DOCUMENT SECTION:
◆ ◆ ◆ ◆ ◆ ◆ ◆
Experts say the difference in ratings can actually help asset managers to ask more questions from the company. “Unlike credit ratings which analyse different financial metrics of a company and also have a default event to benchmark the quality of ratings, ESG ratings analyse companies on various qualitative parameters. So, there are bound to be some differences between the ESG ratings of various agencies," points out Chandru Badrinarayanan, COO of Blue Sky Analytics and member of global policy and reference group of UNPRI.

UNPRI is a United Nations initiative, which lays down the six principles for responsible investment. The signatories commit to incorporating ESG issues into their “investment analysis and decision-making process".

Better disclosures by companies will also help ESG rating providers to make a better assessment of the companies on the ESG front. The level of disclosures by companies also impacts their ESG ratings.

From this financial year (FY23), it is mandatory for the top 1,000 companies by market capitalisation to make disclosures under Business Responsibility and Sustainability Report (BRSR). The disclosure rules were effective from last financial year, but were on a voluntary basis back then.

Under BRSR, listed companies are required to disclose their material ESG (environmental, social and governance) risks and opportunities, plans to mitigate the risks or adapt to them, as well as their financial implications.
◆ ◆ ◆ ◆ ◆ ◆ ◆
PROBLEMS AND TASKS:
A. Return the exact text of the ESG ratings passage above, starting at the words "Experts say the" and stopping after "group of UNPRI.".
B. According to the ESG ratings passage above, what three words does ESG stand for?
C. Extend the passage on ESG ratings and company disclosures by writing what comes next after its last sentence.

RECORD EXTRACTS:
◆ ◆ ◆ ◆ ◆ ◆ ◆
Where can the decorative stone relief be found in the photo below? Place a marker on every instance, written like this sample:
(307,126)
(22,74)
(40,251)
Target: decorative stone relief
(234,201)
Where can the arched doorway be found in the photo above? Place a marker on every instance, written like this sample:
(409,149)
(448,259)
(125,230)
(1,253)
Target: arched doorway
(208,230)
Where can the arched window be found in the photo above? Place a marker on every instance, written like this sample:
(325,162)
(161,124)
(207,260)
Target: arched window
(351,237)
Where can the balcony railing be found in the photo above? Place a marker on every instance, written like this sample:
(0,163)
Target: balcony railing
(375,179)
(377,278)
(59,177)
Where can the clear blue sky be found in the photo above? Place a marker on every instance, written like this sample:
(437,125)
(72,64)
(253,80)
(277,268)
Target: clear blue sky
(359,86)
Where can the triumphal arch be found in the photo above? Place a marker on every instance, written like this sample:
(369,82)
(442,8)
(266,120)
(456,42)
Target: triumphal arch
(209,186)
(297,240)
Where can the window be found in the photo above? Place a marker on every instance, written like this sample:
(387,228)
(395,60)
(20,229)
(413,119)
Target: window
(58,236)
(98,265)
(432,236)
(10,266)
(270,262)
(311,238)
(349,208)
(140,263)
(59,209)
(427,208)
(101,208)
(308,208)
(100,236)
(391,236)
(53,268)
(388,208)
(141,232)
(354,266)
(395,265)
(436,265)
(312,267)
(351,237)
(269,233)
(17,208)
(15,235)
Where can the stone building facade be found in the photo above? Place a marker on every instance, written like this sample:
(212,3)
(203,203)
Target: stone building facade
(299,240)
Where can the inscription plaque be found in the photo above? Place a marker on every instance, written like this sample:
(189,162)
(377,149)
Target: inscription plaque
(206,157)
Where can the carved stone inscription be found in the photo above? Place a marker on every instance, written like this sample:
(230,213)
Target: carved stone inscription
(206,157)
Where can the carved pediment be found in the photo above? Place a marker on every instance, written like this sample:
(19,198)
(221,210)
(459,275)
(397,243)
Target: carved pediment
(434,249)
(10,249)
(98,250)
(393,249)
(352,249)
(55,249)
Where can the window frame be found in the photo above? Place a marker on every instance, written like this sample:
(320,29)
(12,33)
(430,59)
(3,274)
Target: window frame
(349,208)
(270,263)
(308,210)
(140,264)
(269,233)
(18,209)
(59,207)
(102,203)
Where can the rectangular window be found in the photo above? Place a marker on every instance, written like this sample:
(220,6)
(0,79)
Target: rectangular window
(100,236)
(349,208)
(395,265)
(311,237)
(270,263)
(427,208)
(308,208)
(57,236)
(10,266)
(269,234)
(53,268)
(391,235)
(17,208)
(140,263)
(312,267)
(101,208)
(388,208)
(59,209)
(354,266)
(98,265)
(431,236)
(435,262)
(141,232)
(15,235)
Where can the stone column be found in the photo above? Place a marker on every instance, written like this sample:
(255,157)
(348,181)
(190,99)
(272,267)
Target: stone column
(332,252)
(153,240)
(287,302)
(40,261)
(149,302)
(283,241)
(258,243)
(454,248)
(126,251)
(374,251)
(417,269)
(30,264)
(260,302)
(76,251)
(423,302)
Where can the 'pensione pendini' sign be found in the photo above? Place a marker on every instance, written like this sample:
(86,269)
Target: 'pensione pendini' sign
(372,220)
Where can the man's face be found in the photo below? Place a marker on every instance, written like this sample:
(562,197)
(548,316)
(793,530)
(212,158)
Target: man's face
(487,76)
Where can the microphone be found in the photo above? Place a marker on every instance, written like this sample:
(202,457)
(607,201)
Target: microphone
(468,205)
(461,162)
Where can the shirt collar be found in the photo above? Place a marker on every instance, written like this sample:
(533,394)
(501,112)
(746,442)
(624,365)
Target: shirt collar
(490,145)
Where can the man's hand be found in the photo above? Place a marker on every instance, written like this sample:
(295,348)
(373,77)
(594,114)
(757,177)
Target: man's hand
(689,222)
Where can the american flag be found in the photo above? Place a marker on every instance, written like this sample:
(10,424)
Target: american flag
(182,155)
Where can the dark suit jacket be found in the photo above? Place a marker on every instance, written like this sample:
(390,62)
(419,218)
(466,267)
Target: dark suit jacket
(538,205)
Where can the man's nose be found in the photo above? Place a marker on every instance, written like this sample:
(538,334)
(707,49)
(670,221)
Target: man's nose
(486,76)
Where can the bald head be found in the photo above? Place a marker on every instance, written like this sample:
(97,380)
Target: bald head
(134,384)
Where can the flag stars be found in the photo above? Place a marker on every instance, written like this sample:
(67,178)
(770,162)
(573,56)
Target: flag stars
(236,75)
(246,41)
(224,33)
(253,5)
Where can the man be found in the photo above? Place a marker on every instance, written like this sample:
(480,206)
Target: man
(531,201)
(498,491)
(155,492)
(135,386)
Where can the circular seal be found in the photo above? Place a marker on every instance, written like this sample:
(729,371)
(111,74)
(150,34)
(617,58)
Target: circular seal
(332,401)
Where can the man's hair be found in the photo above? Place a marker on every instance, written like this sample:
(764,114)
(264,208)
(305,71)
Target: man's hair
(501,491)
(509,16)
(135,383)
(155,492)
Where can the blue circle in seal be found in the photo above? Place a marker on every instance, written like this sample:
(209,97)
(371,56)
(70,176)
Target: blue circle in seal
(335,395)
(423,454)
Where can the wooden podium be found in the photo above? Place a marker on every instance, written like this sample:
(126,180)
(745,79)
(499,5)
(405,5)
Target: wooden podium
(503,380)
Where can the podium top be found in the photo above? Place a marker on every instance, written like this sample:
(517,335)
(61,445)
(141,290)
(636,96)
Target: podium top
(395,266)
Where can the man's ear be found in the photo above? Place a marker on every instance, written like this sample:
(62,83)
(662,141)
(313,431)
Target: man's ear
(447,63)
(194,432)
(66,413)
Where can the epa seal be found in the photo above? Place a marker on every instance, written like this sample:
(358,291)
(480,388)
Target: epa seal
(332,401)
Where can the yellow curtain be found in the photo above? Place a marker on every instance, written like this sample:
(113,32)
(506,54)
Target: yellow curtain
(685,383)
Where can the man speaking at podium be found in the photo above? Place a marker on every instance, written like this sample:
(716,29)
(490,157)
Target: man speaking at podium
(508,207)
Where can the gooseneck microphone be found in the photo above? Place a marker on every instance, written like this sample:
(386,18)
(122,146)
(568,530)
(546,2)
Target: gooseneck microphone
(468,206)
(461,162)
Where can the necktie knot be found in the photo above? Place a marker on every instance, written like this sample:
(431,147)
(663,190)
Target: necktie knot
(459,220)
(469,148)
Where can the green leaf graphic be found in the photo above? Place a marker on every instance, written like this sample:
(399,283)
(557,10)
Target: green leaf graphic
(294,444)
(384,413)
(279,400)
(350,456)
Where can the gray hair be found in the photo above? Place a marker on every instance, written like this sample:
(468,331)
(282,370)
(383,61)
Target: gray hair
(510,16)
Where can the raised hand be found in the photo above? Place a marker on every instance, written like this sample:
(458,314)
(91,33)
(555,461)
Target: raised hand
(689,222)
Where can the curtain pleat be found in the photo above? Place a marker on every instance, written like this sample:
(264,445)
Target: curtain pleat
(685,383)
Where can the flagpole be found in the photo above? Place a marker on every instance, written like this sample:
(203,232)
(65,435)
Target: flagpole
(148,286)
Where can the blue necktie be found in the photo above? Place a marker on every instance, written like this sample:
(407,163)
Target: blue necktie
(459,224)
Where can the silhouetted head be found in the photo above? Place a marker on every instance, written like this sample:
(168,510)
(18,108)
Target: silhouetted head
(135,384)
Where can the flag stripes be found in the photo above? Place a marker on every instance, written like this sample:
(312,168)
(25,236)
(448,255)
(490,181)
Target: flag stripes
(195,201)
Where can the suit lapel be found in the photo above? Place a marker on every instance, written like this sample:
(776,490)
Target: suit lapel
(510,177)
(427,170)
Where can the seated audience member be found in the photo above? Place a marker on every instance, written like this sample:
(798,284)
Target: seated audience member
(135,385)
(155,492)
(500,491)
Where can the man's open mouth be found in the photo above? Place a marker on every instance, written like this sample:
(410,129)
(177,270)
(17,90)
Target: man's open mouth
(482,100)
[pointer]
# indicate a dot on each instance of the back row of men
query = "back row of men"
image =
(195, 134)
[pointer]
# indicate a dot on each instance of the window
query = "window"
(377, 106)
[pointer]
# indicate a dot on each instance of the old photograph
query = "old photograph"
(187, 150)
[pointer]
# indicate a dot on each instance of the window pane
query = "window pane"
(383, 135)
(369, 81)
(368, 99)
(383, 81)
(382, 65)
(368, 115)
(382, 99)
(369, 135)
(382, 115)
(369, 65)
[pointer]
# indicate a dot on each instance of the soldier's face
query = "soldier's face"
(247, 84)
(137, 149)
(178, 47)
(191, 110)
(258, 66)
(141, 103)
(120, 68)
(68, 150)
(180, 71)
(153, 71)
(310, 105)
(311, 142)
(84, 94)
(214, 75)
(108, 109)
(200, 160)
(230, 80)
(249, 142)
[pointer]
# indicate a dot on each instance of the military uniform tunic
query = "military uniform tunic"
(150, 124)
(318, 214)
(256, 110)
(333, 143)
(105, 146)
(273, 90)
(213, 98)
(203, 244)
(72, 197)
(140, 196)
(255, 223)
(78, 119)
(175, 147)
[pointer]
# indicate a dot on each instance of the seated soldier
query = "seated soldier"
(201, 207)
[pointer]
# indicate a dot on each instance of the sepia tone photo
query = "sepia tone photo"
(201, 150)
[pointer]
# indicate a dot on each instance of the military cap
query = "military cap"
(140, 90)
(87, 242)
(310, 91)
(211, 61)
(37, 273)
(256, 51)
◆ ◆ ◆ ◆ ◆ ◆ ◆
ANSWERS IN ORDER:
A.
Experts say the difference in ratings can actually help asset managers to ask more questions from the company. “Unlike credit ratings which analyse different financial metrics of a company and also have a default event to benchmark the quality of ratings, ESG ratings analyse companies on various qualitative parameters. So, there are bound to be some differences between the ESG ratings of various agencies," points out Chandru Badrinarayanan, COO of Blue Sky Analytics and member of global policy and reference group of UNPRI.

B. Environmental, social and governance.

C.
In a consultation paper earlier this year, Indian market regulator Securities and Exchange Board of India (Sebi) said that while there were differences between ERPs in their terminologies and methodologies, it was important that the methodologies were clearly explained and disclosed, as well as the key performance drivers of their ratings, so that the investor could understand what was considered or excluded in the analysis.

The regulator has also proposed that for investors like mutual funds, ratings focused on ESG-related risks on company fundamentals might be more relevant than those focused on external impact. Sebi wants clear segregation of risk ratings as ‘ESG Corporate risk ratings’ or ‘ESG Financial risk ratings’, to distinguish from impact ratings.

In a separate consultation paper last year, Sebi had proposed that scheme information documents (SIDs) of ESG funds disclose if they are using any external ESG ratings and methodologies or following their internal frameworks.

Should you invest in ESG funds?

Differences in ESG ratings is not just in India, but also in the global market, where ESG is a fairly new investment strategy. A recent paper published by researchers from MIT and University of Zurich showed that correlation of ESG ratings between various global rating agencies was 0.38 to 0.71, with 1.00 indicating perfect correlation and -1.00 perfect negative correlation.

Amit Bhatia, founder, Aspire Circle and Aspire Impact, says “While our ESG rating systems have not yet fully settled down, India should think of taking the lead and leapfrogging to full impact to get ahead in the race. We have designed these standards with end-user ESG and Sustainability Impact in mind."

ESG and sustainable investing has gained more investor interest in the last two years, after the Covid-19 outbreak. Seven of the nine ESG funds in India were launched after 2020.

Given the differences in the ESG rating system and differing interpretation of ESG issues, ESG funds are likely to have varied portfolios and hence varied performances. As ESG funds are yet to build a long track record as a category, it would be better for investors to wait till a track record gets built.